(Collected data)
::::::

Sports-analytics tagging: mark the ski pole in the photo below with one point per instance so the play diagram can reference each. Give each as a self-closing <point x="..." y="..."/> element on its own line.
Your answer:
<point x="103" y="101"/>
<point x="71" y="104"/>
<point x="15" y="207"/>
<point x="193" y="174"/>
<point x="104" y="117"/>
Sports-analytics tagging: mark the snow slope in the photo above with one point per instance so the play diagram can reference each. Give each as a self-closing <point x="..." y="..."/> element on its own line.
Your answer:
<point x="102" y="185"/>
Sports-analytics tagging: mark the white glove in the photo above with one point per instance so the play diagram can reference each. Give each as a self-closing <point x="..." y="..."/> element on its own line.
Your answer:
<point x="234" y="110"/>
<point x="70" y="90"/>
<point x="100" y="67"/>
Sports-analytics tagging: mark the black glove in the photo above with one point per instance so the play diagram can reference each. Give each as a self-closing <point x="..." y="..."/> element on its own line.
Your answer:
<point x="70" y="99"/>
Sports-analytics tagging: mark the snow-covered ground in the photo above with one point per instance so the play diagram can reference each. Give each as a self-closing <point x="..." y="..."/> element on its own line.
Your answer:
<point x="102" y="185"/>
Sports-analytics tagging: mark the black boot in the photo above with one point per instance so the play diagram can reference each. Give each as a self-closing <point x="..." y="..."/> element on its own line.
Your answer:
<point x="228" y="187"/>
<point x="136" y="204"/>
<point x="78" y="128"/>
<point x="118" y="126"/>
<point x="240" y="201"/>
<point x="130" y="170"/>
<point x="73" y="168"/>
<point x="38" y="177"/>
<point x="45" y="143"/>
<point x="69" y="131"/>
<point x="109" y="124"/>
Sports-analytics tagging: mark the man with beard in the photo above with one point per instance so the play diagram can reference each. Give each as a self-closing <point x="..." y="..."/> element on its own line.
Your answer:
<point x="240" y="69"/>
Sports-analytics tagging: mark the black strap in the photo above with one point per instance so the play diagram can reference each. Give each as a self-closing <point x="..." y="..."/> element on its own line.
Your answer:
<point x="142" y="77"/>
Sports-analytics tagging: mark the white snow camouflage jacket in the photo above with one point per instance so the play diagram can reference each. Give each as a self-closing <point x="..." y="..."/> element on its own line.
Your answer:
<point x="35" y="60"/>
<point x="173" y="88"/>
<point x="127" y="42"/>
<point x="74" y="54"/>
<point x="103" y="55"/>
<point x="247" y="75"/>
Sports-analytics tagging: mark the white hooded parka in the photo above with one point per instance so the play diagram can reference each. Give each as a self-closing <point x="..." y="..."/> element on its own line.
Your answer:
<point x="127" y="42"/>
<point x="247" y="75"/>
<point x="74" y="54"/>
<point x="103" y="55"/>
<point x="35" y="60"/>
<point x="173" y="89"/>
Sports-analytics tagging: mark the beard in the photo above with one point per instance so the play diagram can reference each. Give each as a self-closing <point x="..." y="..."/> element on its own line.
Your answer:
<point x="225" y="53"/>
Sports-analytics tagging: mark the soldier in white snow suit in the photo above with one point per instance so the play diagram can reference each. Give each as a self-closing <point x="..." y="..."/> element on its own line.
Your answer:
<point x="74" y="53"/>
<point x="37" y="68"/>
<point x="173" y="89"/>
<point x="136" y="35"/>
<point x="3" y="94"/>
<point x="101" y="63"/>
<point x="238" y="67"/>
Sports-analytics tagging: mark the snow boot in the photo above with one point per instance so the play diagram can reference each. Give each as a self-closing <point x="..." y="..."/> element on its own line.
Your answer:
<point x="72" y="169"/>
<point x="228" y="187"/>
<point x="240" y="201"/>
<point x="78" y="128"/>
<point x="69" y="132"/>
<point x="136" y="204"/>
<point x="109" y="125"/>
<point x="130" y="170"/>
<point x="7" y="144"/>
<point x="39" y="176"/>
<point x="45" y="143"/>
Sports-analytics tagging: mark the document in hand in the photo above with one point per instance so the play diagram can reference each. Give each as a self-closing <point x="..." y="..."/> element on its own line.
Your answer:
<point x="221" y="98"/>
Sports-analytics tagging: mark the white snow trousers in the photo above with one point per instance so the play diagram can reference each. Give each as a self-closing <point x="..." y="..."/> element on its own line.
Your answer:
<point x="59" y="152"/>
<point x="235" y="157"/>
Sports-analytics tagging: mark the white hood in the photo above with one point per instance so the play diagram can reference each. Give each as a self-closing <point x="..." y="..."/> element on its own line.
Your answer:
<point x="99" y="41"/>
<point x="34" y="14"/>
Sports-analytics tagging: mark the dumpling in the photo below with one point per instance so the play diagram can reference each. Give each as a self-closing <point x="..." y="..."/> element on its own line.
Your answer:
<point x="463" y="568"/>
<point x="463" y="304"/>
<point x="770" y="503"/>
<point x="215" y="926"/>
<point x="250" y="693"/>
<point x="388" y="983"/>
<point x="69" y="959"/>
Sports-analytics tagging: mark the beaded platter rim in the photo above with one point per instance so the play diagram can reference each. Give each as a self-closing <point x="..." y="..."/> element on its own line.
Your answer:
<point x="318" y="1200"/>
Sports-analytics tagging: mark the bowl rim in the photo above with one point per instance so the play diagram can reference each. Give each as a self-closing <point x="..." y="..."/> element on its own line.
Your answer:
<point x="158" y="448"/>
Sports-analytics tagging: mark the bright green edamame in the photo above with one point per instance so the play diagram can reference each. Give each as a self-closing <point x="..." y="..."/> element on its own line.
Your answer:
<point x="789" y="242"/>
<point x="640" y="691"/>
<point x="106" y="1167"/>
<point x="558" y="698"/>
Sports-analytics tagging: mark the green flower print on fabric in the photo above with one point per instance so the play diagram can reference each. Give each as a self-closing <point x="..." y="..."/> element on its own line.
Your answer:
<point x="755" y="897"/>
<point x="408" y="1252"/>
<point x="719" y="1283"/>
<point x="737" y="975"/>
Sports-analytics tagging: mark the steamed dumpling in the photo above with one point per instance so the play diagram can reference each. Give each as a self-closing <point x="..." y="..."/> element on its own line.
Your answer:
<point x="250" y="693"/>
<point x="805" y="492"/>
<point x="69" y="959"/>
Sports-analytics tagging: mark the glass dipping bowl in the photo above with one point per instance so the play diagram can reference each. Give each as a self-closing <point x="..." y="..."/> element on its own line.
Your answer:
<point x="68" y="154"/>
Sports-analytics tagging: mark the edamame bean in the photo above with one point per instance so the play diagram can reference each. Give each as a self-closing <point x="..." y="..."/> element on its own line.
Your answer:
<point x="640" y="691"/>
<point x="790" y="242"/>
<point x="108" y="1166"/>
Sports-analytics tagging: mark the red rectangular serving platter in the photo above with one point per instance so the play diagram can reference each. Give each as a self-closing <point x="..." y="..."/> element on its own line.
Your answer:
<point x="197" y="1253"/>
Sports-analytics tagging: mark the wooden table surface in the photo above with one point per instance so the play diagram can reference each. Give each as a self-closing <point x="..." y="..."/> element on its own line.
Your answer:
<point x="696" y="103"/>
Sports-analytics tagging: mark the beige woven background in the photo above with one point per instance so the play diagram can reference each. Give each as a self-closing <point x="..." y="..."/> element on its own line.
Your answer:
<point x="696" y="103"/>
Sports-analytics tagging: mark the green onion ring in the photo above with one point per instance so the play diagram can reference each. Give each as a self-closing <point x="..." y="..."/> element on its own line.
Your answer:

::::::

** WHAT TO PRODUCE **
Copy whichever lines above contain the string "beard".

** COMPLETED EXERCISE **
Sports-analytics tagging: mark the man with beard in the photo above with one point per instance so the play diagram can reference each. Give each as a self-closing <point x="..." y="..."/> element on its own line.
Sports-analytics tagging: mark the beard in the photo above with one point per instance so the play diagram can reference each. Give each as a self-closing <point x="..." y="..."/> element on its own line.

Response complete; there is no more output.